_WHAT THIS TASK INVOLVES:_
Until the last line is reached, keep transcribing the material exactly.

_MATERIALS PROVIDED:_

* * * *

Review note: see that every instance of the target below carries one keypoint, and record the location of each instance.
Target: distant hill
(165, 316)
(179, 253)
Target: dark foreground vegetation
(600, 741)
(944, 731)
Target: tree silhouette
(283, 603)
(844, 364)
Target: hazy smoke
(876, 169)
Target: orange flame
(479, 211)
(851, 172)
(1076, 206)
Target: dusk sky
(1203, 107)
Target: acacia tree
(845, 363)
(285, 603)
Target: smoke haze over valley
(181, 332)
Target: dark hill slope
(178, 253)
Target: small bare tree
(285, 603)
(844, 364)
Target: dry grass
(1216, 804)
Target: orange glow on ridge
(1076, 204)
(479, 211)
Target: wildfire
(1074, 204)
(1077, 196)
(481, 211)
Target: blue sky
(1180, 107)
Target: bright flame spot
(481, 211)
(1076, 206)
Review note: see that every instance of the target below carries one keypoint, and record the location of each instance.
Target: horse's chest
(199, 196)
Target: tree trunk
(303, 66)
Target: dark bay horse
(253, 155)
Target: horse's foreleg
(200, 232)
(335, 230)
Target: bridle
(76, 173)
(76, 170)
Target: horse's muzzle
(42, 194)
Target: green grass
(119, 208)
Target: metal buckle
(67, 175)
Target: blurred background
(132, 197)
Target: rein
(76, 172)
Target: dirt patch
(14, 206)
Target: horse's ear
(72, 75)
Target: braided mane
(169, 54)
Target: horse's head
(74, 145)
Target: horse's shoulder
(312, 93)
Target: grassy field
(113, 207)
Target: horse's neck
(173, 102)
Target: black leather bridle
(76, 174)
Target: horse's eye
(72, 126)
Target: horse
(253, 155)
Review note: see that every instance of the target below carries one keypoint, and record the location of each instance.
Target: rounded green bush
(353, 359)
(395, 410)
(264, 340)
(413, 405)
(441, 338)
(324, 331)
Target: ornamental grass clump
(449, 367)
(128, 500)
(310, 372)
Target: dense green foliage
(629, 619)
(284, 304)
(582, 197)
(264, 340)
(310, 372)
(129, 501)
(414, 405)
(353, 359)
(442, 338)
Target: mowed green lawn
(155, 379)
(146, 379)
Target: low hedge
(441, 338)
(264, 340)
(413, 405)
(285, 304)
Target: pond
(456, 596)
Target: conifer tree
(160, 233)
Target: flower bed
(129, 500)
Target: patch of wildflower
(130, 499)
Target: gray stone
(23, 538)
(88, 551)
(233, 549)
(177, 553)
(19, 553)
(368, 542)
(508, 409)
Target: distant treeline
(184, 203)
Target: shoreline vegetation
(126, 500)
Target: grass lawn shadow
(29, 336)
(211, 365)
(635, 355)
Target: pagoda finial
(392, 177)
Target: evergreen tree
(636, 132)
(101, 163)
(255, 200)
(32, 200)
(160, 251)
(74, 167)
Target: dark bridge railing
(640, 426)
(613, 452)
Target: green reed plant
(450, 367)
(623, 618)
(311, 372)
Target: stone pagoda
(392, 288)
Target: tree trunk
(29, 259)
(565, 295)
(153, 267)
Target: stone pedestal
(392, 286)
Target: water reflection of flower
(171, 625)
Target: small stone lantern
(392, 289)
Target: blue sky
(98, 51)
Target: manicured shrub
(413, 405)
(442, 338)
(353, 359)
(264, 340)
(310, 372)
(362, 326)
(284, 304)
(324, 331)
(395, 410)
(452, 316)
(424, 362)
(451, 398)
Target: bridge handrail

* * * *

_ANSWER TO THE EXERCISE:_
Review note: see that every instance of the target below carries one keypoint, and record the location of each instance.
Target: distant hill
(165, 316)
(179, 253)
Target: dark foreground vegetation
(600, 741)
(944, 731)
Target: tree silhouette
(283, 603)
(844, 364)
Target: hazy smoke
(876, 169)
Target: orange flame
(479, 211)
(851, 172)
(1076, 206)
Target: dusk sky
(1203, 107)
Target: acacia tree
(845, 363)
(285, 603)
Target: smoke haze over valley
(181, 332)
Target: dark hill slope
(178, 253)
Target: small bare tree
(285, 603)
(844, 364)
Target: dry grass
(1216, 804)
Target: orange glow on ridge
(1076, 204)
(479, 211)
Target: wildfire
(1074, 204)
(1077, 196)
(481, 211)
Target: blue sky
(1180, 107)
Target: bright flame spot
(481, 211)
(1076, 206)
Review note: see that every instance of the target below carries one keypoint, and record the location of each instance.
Target: horse's chest
(199, 196)
Target: tree trunk
(303, 66)
Target: dark bay horse
(253, 155)
Target: horse's foreleg
(200, 232)
(335, 230)
Target: bridle
(76, 173)
(76, 170)
Target: horse's muzzle
(42, 194)
Target: green grass
(119, 208)
Target: metal buckle
(67, 175)
Target: blurred background
(132, 197)
Target: rein
(76, 172)
Target: dirt patch
(14, 206)
Target: horse's ear
(72, 75)
Target: braided mane
(169, 54)
Target: horse's head
(74, 145)
Target: horse's shoulder
(312, 93)
Target: grassy field
(113, 207)
Target: horse's neck
(173, 102)
Target: black leather bridle
(76, 174)
Target: horse's eye
(72, 126)
Target: horse
(253, 155)
Review note: see that every instance of the target below carries one keypoint, and record the location of each instance.
Target: rounded green bush
(353, 359)
(395, 410)
(264, 340)
(413, 405)
(441, 338)
(324, 331)
Target: ornamental grass clump
(449, 367)
(128, 500)
(310, 372)
Target: dense green foliage
(629, 619)
(284, 304)
(582, 197)
(264, 340)
(310, 372)
(129, 501)
(414, 405)
(353, 359)
(442, 338)
Target: mowed green lawn
(155, 379)
(146, 379)
Target: low hedge
(441, 338)
(264, 340)
(413, 405)
(285, 304)
Target: pond
(456, 596)
Target: conifer tree
(160, 233)
Target: flower bed
(129, 500)
Target: patch of wildflower
(130, 499)
Target: gray stone
(23, 538)
(88, 551)
(233, 549)
(177, 553)
(19, 553)
(368, 542)
(508, 409)
Target: distant treeline
(184, 203)
Target: shoreline vegetation
(126, 500)
Target: grass lawn shadow
(29, 336)
(211, 365)
(635, 355)
Target: pagoda finial
(392, 177)
Target: evergreen tree
(636, 132)
(101, 163)
(255, 200)
(32, 200)
(160, 251)
(74, 167)
Target: dark bridge railing
(640, 426)
(613, 452)
Target: green reed plant
(450, 367)
(623, 618)
(311, 372)
Target: stone pagoda
(392, 288)
Target: tree trunk
(29, 259)
(565, 295)
(153, 267)
Target: stone pedestal
(392, 286)
Target: water reflection of flower
(171, 625)
Target: small stone lantern
(392, 289)
Target: blue sky
(98, 51)
Target: manicured shrub
(413, 405)
(442, 338)
(353, 359)
(264, 340)
(310, 372)
(362, 326)
(284, 304)
(324, 331)
(395, 410)
(452, 316)
(424, 362)
(451, 398)
Target: bridge handrail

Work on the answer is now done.